• _Page_:
UnicodeReader and UnicodeInputStream

UTF-BOM reference

JDK Bug 4508058

Java InpuStreamReader supports BOM marker for UTF-16 files. But for some reason it does not recognize UTF-8 BOM marks. This is an unfortunate for all Windows (>win2k) users if textfiles are saved with Notepad using UTF-8 format. Notepad adds a BOM bytes at the start of file, but Java's InputStreamReader does not skip it.

UnicodeInputStream.java class helps you to autorecognize and skip BOMs. This will support UTF-8 as well.

UnicodeReader.java class will do everything ever more transparently. Just instantiate it and read text.

Java UTF8_with_BOM XML example
Java UTF8_with_BOM
See this little example page and application how to handle unicode text files properly. If you use utf8 with bom marker format for text files, you may want to use UnicodeReader helper class.

Velocity's new FileResourceLoader
Velocity website
Apache Velocity is a nice template engine with a flexible ResourceLoader interface. Unfortunately it still want InputStream being passed back to the engine, althought Reader would be more clean in Java2 environment.

But anyway, here is a tweak to support Win2K Notepad's UTF-8 textfiles without having an extra ? character at the start of output. You wont see it if generate "text/html" files as webbrowsers will skip bom.

But try generating a "text/plain" texts and will have ? char at the start.

Problem is not Velocity, but Java core unable to support BOM marker in UTF-8 files. InputStreamReader(in, enc) is a nice streamreader, but lack of UTF-8BOM support is still a missing part. It does support BOMs in UTF-16 unicode files.

See attachment (full source + test program), where you should see a new FileResourceLoader implementation for Velocity. Give it new "unicode=true" parameter in velocity.properties file and it will skip known unicode bom markers.

I compiled Velocity sources from the trunk release, so jar is v1.6.

Updated: 2007-02-10 / updated velocity example
Updated: 2007-02-04 / velocity 1.5 info
Updated: 2007-01-25 / fixed BOM ordering in stream/reader

• _What is expected_:
Retype the passage of the page on UTF-8 BOM handling in Java, starting at "UTF-BOM reference" and ending at "and read text.". Nothing in the records is needed to work with this page.

• _Record set_:
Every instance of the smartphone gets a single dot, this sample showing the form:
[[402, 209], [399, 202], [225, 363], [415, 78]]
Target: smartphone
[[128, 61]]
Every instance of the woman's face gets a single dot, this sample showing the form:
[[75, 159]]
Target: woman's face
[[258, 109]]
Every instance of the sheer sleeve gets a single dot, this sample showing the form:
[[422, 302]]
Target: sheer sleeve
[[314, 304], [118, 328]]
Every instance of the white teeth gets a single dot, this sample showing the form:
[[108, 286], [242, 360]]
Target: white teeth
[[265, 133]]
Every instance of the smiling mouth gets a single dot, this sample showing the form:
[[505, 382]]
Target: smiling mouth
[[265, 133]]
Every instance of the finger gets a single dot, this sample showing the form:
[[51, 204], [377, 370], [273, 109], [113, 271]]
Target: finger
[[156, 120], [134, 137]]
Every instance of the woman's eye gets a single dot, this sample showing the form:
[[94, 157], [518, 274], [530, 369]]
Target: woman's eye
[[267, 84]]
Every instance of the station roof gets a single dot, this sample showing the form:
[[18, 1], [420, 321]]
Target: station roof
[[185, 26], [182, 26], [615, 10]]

• _Solution below_:
UTF-BOM reference

JDK Bug 4508058

Java InpuStreamReader supports BOM marker for UTF-16 files. But for some reason it does not recognize UTF-8 BOM marks. This is an unfortunate for all Windows (>win2k) users if textfiles are saved with Notepad using UTF-8 format. Notepad adds a BOM bytes at the start of file, but Java's InputStreamReader does not skip it.

UnicodeInputStream.java class helps you to autorecognize and skip BOMs. This will support UTF-8 as well.

UnicodeReader.java class will do everything ever more transparently. Just instantiate it and read text.